### TASK GOAL
Look through the data below for the line with "bbox: red stripe on screen", and transcribe it exactly together with each line after it up to and including the line with "bbox: yellow compression sleeve". Give nothing else.

Records drawn from a dataset:
************

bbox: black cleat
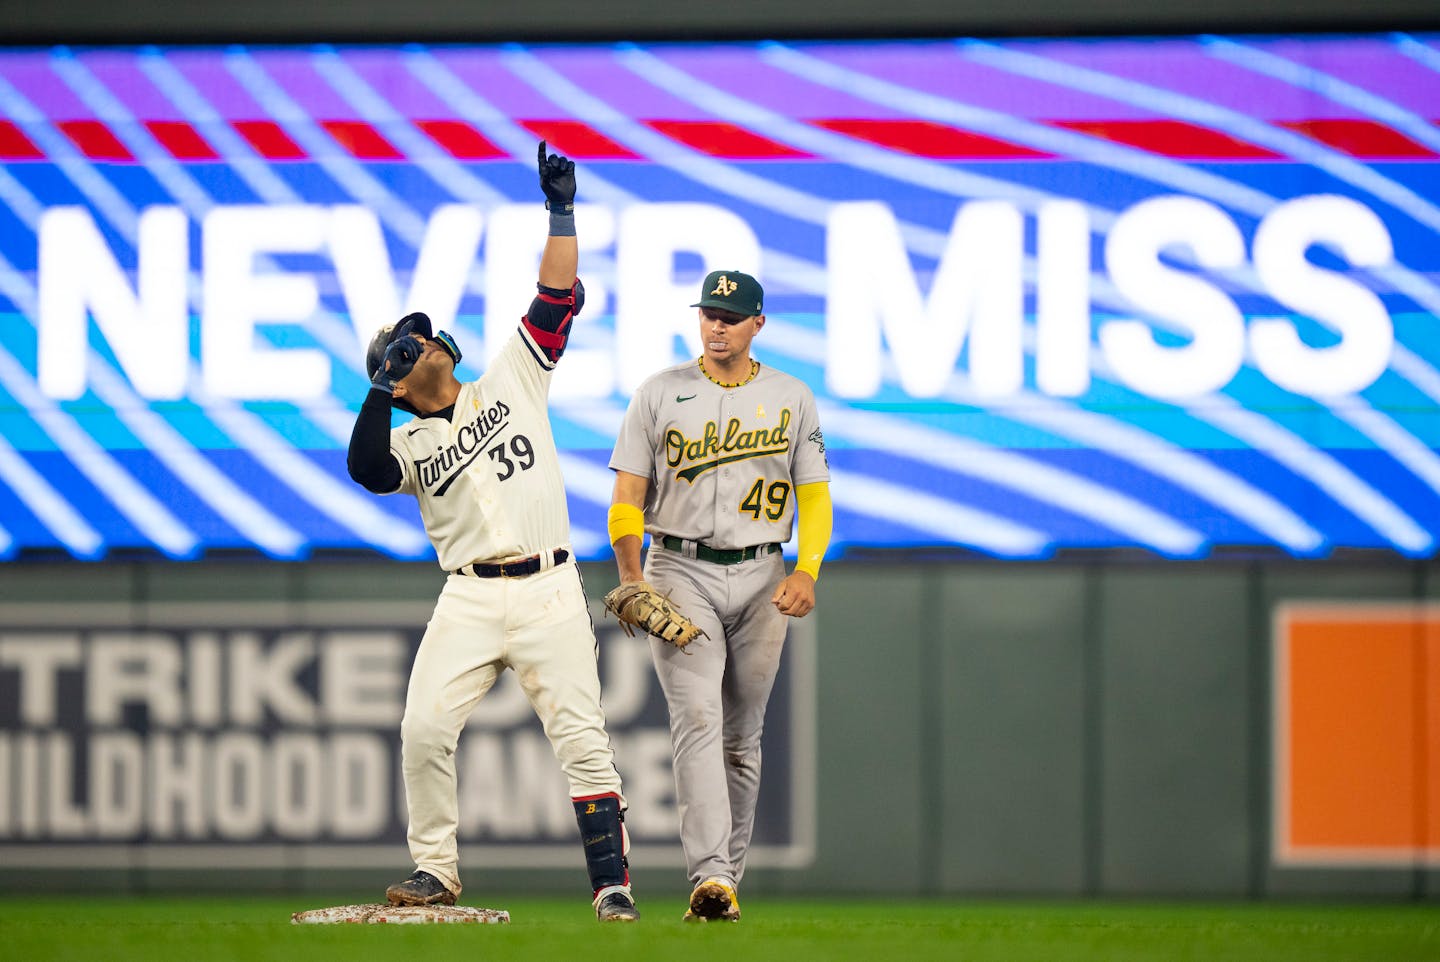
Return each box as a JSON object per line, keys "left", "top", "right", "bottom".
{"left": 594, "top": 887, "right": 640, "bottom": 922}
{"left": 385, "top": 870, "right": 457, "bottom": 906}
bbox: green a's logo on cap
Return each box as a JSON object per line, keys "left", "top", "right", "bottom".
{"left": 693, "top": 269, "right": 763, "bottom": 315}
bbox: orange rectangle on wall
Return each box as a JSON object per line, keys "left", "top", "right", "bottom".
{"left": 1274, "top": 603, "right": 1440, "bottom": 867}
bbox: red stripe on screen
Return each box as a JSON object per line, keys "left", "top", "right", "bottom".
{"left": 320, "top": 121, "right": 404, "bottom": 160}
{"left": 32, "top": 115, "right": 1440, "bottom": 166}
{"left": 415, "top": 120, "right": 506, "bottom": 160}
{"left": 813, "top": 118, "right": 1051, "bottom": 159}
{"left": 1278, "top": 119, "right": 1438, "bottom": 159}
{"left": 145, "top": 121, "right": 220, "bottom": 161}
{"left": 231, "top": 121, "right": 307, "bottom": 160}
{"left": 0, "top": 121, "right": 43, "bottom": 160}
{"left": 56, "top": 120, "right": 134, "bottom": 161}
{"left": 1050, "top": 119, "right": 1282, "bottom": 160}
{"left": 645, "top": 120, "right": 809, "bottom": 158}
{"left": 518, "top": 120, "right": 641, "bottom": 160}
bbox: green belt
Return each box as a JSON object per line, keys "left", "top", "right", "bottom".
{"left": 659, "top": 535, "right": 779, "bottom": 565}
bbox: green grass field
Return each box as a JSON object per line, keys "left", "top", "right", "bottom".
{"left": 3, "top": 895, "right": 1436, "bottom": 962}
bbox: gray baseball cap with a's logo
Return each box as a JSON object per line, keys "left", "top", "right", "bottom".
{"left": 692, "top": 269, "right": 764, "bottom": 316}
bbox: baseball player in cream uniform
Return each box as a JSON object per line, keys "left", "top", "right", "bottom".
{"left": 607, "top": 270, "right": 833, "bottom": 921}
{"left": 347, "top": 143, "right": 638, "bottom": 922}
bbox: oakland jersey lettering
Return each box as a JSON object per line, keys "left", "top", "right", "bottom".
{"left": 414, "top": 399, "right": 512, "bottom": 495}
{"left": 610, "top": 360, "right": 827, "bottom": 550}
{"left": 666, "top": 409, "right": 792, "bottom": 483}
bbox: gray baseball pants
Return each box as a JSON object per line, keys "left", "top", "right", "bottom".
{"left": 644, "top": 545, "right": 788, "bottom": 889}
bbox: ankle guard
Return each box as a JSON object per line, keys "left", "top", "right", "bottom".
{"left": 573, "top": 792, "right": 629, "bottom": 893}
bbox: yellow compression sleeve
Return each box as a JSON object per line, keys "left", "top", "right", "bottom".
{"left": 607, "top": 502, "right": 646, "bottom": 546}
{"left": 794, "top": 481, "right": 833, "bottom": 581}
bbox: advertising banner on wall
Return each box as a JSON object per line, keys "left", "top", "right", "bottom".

************

### REPLY TO THE EXERCISE
bbox: red stripe on screen
Return each box as a JSON object per line, keys "left", "top", "right", "bottom".
{"left": 320, "top": 121, "right": 404, "bottom": 160}
{"left": 32, "top": 115, "right": 1440, "bottom": 166}
{"left": 415, "top": 120, "right": 506, "bottom": 160}
{"left": 813, "top": 118, "right": 1051, "bottom": 159}
{"left": 1278, "top": 119, "right": 1438, "bottom": 159}
{"left": 145, "top": 121, "right": 220, "bottom": 161}
{"left": 231, "top": 121, "right": 307, "bottom": 160}
{"left": 0, "top": 121, "right": 43, "bottom": 160}
{"left": 56, "top": 120, "right": 134, "bottom": 161}
{"left": 1050, "top": 119, "right": 1282, "bottom": 160}
{"left": 645, "top": 120, "right": 809, "bottom": 158}
{"left": 518, "top": 120, "right": 641, "bottom": 160}
bbox: green belt
Return each box as a JSON object per line, keys "left", "top", "right", "bottom".
{"left": 659, "top": 535, "right": 779, "bottom": 565}
bbox: green grass field
Return each box as a JSON object per line, keys "left", "top", "right", "bottom".
{"left": 3, "top": 895, "right": 1436, "bottom": 962}
bbox: gray baseball cap with a's logo
Return each box as a JSON object per line, keys "left", "top", "right", "bottom".
{"left": 692, "top": 269, "right": 764, "bottom": 316}
bbox: baseball player in cream uniform
Return each box as a JSON object per line, keys "left", "top", "right", "bottom".
{"left": 607, "top": 270, "right": 833, "bottom": 921}
{"left": 347, "top": 143, "right": 638, "bottom": 922}
bbox: oakland jersey lettering
Return each box as a JSON object per line, keys "left", "top", "right", "bottom".
{"left": 414, "top": 399, "right": 512, "bottom": 495}
{"left": 610, "top": 360, "right": 827, "bottom": 550}
{"left": 666, "top": 409, "right": 792, "bottom": 483}
bbox: gray baseball pants
Return each box as a JSON object per line, keys "left", "top", "right", "bottom".
{"left": 644, "top": 545, "right": 788, "bottom": 889}
bbox: ankle guard
Return each box as a JSON object per line, keys "left", "top", "right", "bottom".
{"left": 573, "top": 792, "right": 629, "bottom": 893}
bbox: yellow compression sleeve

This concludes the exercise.